* _Task statement_
Give all of the lines again, with nothing added or dropped.
-- Start of Provided records --
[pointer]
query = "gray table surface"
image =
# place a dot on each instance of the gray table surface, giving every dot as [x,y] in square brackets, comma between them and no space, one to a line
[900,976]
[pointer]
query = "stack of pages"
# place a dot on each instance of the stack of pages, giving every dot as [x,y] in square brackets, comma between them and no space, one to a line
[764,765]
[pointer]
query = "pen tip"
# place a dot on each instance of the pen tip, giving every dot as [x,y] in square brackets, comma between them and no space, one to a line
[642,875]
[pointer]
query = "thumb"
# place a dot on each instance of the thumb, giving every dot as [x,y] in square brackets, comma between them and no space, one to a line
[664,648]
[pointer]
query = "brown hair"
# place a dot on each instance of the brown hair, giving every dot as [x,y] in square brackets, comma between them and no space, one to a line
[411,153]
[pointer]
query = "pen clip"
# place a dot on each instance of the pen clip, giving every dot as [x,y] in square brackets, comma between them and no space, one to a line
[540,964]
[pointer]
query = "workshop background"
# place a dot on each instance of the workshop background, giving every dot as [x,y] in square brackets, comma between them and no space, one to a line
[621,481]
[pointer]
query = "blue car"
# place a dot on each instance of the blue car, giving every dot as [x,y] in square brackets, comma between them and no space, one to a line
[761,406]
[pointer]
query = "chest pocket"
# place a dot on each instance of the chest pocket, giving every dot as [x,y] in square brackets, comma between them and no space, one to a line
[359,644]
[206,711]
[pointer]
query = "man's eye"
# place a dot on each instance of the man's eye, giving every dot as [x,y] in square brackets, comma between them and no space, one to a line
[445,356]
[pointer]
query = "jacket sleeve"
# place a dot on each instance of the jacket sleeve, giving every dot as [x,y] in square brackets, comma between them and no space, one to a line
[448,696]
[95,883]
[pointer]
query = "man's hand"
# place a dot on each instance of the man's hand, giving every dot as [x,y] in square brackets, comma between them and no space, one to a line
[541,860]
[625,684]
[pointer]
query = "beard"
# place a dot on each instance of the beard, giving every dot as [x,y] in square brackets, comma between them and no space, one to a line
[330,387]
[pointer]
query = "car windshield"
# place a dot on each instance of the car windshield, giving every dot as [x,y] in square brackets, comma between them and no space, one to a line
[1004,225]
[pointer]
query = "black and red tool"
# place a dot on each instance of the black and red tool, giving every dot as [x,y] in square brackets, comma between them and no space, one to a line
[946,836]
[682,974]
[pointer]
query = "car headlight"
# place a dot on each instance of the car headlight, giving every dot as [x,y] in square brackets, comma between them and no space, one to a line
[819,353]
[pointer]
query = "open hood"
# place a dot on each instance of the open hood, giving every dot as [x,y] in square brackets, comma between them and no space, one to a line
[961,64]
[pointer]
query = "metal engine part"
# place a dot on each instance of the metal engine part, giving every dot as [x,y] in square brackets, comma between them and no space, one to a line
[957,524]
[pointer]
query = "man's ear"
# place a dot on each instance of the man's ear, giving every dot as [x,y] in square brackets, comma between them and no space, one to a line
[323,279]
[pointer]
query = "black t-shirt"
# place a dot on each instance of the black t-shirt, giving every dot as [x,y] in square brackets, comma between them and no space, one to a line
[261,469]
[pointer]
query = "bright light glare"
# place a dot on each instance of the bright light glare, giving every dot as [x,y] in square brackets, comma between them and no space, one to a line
-- End of Provided records --
* _Solution for this exercise_
[pointer]
query = "gray table surface"
image =
# place a dot on each instance of the gray table surface, giving every dot as [x,y] in square brackets, comma between them and no space, one to a line
[900,976]
[pointer]
query = "stack of pages"
# place a dot on each instance of the stack of pages, giving every dot as [x,y] in square brackets, comma between them and no space, one to a line
[764,765]
[pointer]
query = "pen tip"
# place a dot on each instance of the pen tip, giving every dot as [x,y] in square brackets, comma between them and no space, one to a line
[642,875]
[pointer]
query = "thumb"
# place a dot on each instance of the thumb, giving every dot as [x,y] in square brackets, comma between them and no space, one to a line
[664,648]
[pointer]
query = "brown hair"
# place a dot on each instance of the brown hair, giving every dot as [x,y] in square brackets, comma between them and no space, one to a line
[411,153]
[pointer]
query = "pen clip"
# place a dot on each instance of the pen clip, giving every dot as [x,y] in square brackets, comma between them and no space, one to a line
[540,964]
[pointer]
query = "workshop background"
# place a dot on each instance of the workshop background, giving every dot as [x,y] in square brackets, comma between them and no space, one to a line
[621,481]
[pointer]
query = "blue car"
# place a dot on each instance of the blue car, giving every dot as [x,y] in square brackets, comma between them and no space, one to a line
[761,406]
[pointer]
query = "chest pocket"
# place a dot on each instance of the chest pocket, giving every dot as [x,y] in square brackets, comma between them and no space, one to a line
[359,644]
[206,711]
[pointer]
query = "man's eye"
# place a dot on each instance of the man's eye, giving every dot as [x,y] in square brackets, comma between them and no space, one to a line
[445,356]
[pointer]
query = "jacket sleeve"
# place a dot on each instance of the jacket sleeve, giving every dot as [x,y] in square brackets, comma between them and no space, one to a line
[448,696]
[95,883]
[pointer]
query = "man's hand"
# place a dot on each instance of the man's hand, giving every dot as [x,y] in square brackets, comma between them and no space, one to a line
[541,860]
[625,684]
[pointer]
query = "beard"
# place a dot on each instance of the beard, giving every dot as [x,y] in square brackets, comma between them and no space, one to a line
[330,387]
[pointer]
query = "car windshield"
# place a dot on each instance of the car windshield, giving every dot as [x,y] in square brackets, comma between them and no space, one to a line
[1004,225]
[pointer]
query = "black and red tool"
# place a dot on each instance of the black and red tool, giving every dot as [x,y] in square brackets, comma between them and no space, one to a line
[946,836]
[682,974]
[pointer]
query = "car headlight"
# place a dot on each instance of the car headlight, giving every dot as [x,y] in square brackets, comma between them and no space, one to a line
[819,353]
[pointer]
query = "open hood"
# place a dot on each instance of the open hood, giving every dot as [x,y] in square brackets, comma between them and no space, one to a line
[961,64]
[pointer]
query = "metal engine part"
# place a dot on each instance of the metal engine part, giving every dot as [x,y] in square brackets, comma between them and no space, one to a line
[957,524]
[pointer]
query = "man's ear"
# place a dot on each instance of the man's ear, giving every dot as [x,y] in square brackets, comma between them and no space, one to a line
[323,279]
[pointer]
query = "black t-shirt"
# place a dot on each instance of the black t-shirt, giving every dot as [x,y] in square brackets, comma between them and no space, one to a line
[261,469]
[pointer]
query = "bright light glare"
# place a dot on each instance of the bright light glare, giving every dot as [x,y] in square brackets, comma between them and no space, one to a line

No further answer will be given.